TEXT PROVIDED ▸
· · ·
Temperatures in northern Illinois fell below zero Tuesday morning for the first time in almost two years, with wind chills as low as 15 to 20 degrees below zero, the National Weather Service said.

Readings across the state ranged from a low of minus 7 in Mundelein, about 50 miles north of Chicago, to 18 degrees in Carbondale, in southern Illinois. A low of 1 degree was recorded at Chicago's O'Hare International Airport just before 8 a.m.

The cold was blamed for the death of a 70-year-old man who was found inside his unheated mobile home in Des Plaines, said Cook County Medical Examiner's office spokeswoman Mary Paleologos. An autopsy determined Lawrence Sviontek died of hypothermia and cold exposure, with chronic alcoholism listed as a contributing factor.

Paleologos said it was the eighth cold weather-related death of the winter and the first since temperatures plummeted over the weekend.

Ariana Laffey, a 30-year-old homeless woman, sat on a milk crate near Chicago's Willis Tower, determined to brave the cold that sent most people scurrying indoors until she collected at least $40 from passers-by. Her husband, she said, was working another corner a few blocks away.
· · ·
TASKS TO CARRY OUT ▸
[1] In the report on the Illinois cold snap, why was the cold blamed for the death of the man found in Des Plaines? Answer in one to three sentences.
[2] Write the next part of the report on the Illinois cold snap, picking up after its final sentence.
· · ·
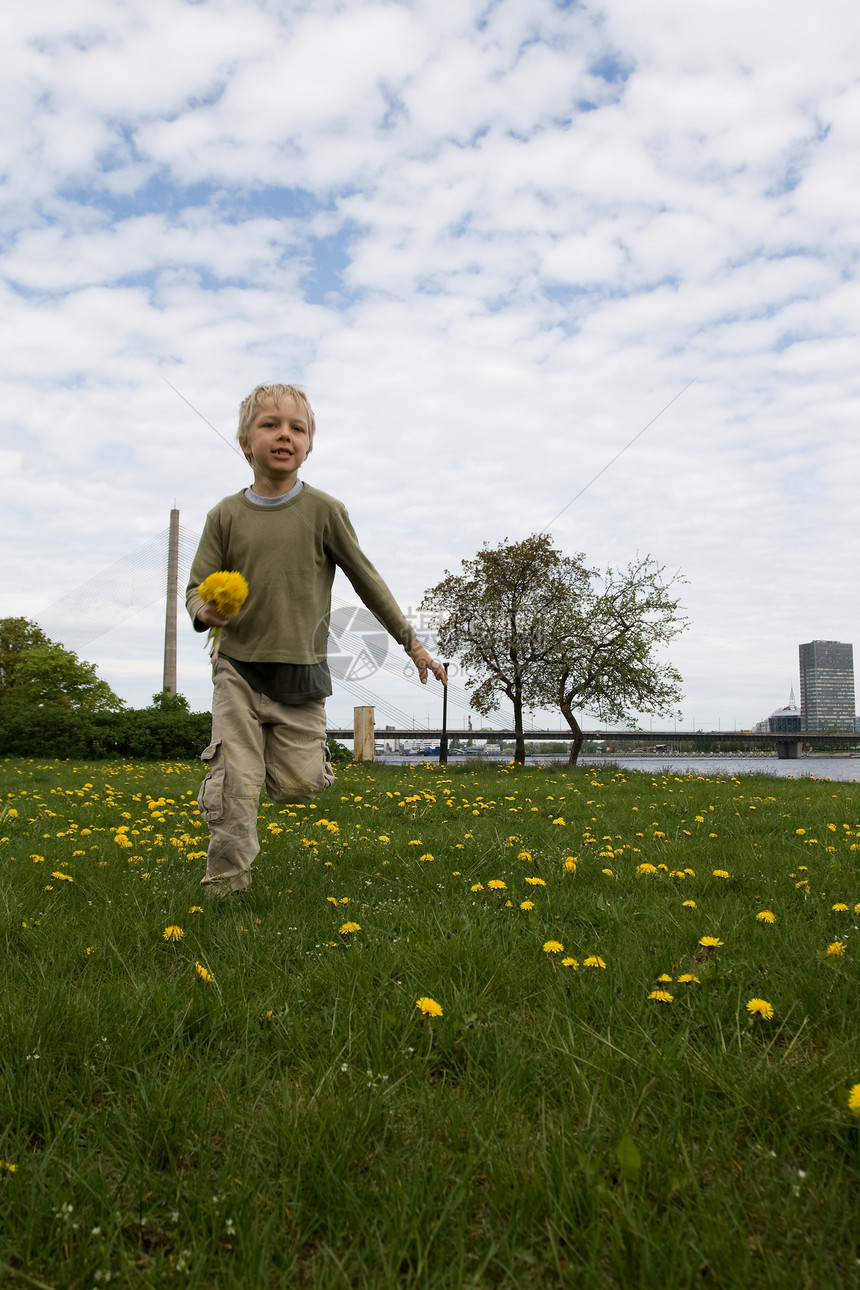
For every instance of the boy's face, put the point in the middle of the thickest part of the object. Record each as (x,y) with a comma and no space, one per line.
(277,444)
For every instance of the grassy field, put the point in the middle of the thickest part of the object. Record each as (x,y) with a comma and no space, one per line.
(471,1027)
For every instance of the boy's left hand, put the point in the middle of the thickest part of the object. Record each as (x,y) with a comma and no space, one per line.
(423,661)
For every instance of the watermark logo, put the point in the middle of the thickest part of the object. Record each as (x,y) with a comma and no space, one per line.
(357,644)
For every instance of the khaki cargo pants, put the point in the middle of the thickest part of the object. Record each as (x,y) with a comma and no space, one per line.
(254,741)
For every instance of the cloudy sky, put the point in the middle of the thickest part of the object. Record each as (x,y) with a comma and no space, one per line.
(493,239)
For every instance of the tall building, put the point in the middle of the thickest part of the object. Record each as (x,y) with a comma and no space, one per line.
(827,685)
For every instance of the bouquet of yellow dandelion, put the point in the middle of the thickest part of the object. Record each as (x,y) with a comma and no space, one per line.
(227,592)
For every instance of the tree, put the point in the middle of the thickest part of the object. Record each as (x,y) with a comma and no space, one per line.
(38,671)
(605,661)
(504,617)
(544,631)
(168,701)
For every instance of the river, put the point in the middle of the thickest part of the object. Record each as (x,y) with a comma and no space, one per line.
(842,769)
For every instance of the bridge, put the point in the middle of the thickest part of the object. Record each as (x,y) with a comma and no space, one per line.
(785,744)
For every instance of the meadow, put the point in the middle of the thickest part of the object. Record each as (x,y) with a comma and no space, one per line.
(480,1026)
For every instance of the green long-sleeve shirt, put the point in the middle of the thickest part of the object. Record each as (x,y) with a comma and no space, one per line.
(288,554)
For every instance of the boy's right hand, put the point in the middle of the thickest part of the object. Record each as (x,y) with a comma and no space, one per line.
(209,615)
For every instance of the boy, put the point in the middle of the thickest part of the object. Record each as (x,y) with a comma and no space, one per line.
(271,677)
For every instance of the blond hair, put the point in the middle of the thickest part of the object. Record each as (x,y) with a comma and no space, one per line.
(249,408)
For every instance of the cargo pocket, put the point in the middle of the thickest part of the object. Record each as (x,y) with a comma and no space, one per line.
(210,799)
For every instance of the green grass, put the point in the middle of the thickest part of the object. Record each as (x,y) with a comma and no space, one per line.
(297,1121)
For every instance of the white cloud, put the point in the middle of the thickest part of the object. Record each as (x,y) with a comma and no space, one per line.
(548,219)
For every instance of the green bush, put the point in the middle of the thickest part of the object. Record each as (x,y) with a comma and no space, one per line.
(45,732)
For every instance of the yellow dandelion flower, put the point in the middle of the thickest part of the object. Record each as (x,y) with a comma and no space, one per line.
(760,1008)
(227,591)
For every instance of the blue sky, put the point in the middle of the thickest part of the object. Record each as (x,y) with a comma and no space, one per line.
(493,241)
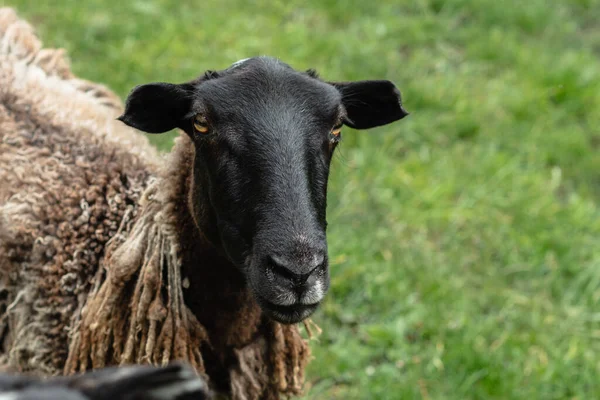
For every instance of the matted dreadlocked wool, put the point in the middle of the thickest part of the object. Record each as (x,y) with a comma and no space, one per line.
(96,248)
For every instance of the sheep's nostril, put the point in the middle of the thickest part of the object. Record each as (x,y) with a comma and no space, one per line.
(297,275)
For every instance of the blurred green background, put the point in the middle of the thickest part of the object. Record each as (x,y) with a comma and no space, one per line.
(465,239)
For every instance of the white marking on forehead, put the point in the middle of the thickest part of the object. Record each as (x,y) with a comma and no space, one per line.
(239,62)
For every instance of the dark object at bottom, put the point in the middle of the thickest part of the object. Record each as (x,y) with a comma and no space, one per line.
(137,382)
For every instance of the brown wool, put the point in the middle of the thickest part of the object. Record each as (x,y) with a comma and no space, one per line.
(96,243)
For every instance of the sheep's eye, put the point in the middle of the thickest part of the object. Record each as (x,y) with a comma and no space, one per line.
(336,133)
(200,124)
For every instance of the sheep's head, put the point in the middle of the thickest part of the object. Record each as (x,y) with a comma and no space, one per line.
(264,135)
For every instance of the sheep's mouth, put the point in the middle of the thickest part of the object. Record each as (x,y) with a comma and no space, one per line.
(287,314)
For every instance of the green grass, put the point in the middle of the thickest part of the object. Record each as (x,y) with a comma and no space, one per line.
(465,240)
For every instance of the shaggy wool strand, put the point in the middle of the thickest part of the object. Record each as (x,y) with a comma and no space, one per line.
(91,253)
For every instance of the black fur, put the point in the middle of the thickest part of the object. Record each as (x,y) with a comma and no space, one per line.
(260,172)
(173,382)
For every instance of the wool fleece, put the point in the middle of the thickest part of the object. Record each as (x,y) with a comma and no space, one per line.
(97,247)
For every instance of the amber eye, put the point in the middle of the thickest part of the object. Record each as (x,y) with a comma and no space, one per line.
(200,124)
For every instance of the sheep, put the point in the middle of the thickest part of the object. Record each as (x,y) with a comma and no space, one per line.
(173,382)
(111,254)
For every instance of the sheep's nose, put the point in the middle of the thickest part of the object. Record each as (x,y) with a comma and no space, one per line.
(299,275)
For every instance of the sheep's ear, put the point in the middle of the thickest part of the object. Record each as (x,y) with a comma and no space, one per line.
(157,107)
(370,103)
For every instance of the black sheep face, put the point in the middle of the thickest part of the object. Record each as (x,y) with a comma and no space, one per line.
(264,135)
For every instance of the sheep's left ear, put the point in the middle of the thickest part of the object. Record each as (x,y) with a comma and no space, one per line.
(371,103)
(157,107)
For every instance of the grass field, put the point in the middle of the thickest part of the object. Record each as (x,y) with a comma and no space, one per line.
(465,240)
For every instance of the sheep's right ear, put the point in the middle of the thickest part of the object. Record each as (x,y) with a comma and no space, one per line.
(157,107)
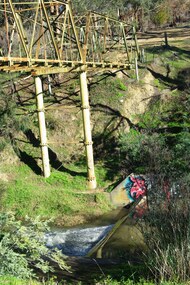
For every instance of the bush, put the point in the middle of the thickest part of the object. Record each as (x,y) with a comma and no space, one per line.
(23,249)
(168,237)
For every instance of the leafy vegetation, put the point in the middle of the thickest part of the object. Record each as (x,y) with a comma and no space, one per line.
(23,249)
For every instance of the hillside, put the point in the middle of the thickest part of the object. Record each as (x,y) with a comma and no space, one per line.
(124,114)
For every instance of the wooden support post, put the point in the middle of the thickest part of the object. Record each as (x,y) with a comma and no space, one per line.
(42,126)
(166,39)
(136,69)
(87,131)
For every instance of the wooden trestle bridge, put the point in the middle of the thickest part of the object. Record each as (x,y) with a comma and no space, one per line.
(44,37)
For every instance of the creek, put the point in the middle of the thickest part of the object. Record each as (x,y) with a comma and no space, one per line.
(77,241)
(123,248)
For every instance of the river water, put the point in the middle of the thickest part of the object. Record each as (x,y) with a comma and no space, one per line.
(79,240)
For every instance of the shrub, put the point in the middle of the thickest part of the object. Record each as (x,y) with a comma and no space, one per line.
(23,249)
(167,234)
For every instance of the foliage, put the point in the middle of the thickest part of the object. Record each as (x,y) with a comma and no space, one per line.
(57,197)
(162,15)
(22,247)
(168,236)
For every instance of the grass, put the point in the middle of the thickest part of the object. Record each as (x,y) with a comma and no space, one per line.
(56,197)
(8,280)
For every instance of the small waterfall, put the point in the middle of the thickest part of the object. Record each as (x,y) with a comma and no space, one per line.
(76,242)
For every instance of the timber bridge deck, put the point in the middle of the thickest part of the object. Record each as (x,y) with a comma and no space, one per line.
(44,37)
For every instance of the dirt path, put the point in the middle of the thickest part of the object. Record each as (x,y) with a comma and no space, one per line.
(158,36)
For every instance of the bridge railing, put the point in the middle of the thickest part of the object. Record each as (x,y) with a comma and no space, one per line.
(46,33)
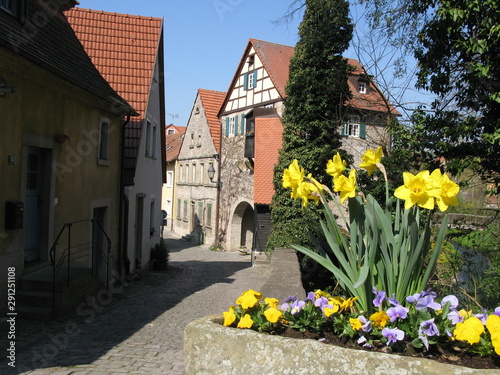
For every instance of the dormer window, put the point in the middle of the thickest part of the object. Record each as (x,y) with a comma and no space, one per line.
(362,87)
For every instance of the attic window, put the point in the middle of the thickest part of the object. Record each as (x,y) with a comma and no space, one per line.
(362,87)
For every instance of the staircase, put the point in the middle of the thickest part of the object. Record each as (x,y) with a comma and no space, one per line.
(35,293)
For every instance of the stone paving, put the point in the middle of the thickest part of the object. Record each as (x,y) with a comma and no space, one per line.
(138,328)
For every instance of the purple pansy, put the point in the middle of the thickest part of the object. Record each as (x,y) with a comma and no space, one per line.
(379,297)
(392,335)
(397,312)
(452,300)
(429,328)
(297,306)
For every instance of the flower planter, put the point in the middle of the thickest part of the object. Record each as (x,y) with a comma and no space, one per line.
(210,348)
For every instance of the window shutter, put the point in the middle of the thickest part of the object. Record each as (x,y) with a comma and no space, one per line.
(362,131)
(245,82)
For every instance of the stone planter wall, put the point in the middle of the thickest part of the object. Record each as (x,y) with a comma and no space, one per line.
(211,348)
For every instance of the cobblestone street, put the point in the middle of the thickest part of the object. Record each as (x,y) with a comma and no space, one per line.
(139,328)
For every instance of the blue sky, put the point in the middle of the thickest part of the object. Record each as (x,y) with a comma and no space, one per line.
(204,41)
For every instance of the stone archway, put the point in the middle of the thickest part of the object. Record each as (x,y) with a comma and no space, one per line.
(242,227)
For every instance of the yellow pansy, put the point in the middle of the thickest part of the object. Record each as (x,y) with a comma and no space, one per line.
(448,190)
(470,330)
(271,302)
(249,299)
(379,319)
(356,324)
(418,190)
(346,186)
(245,322)
(327,311)
(336,166)
(371,159)
(229,317)
(272,314)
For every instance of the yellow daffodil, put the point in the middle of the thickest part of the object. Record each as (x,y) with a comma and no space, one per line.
(271,302)
(470,330)
(356,324)
(448,190)
(249,299)
(310,189)
(336,166)
(293,177)
(418,190)
(245,322)
(229,317)
(379,319)
(272,314)
(371,159)
(346,186)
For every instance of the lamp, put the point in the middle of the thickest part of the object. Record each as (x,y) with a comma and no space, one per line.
(211,172)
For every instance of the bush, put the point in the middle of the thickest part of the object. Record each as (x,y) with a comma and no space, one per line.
(159,256)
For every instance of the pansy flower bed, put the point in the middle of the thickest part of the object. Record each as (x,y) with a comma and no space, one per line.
(422,324)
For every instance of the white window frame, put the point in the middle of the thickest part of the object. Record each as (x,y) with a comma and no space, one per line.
(232,129)
(352,128)
(170,178)
(362,87)
(103,151)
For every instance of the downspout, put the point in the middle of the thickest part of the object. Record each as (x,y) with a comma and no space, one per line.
(123,261)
· · ·
OUTPUTS FOR THE TASKS ▸
[1] He was found inside his unheated mobile home, and an autopsy determined that he died of hypothermia and cold exposure. Chronic alcoholism was listed as a contributing factor.

[2]
"We're just trying to make enough to get a warm room to sleep in tonight," said Laffey, tugging a scarf around her face. She said she was wearing three pairs of pants and six shirts along with a warm jacket.

She said she and her husband slept under a bridge Monday night, huddling under six blankets. But she said she's luckier than other homeless people who have no blankets and "go to the emergency room and make something up so they can stay warm."

"There are a lot of us out here," she said.

Matt Smith, a spokesman for the Chicago Department of Family and Support Services, said the city planned to count its homeless population Tuesday night, a process repeated every two years. In 2011, the count found 6,598 homeless people in Chicago, with 4,873 staying in shelters at the time and the other 1,725 living on the street.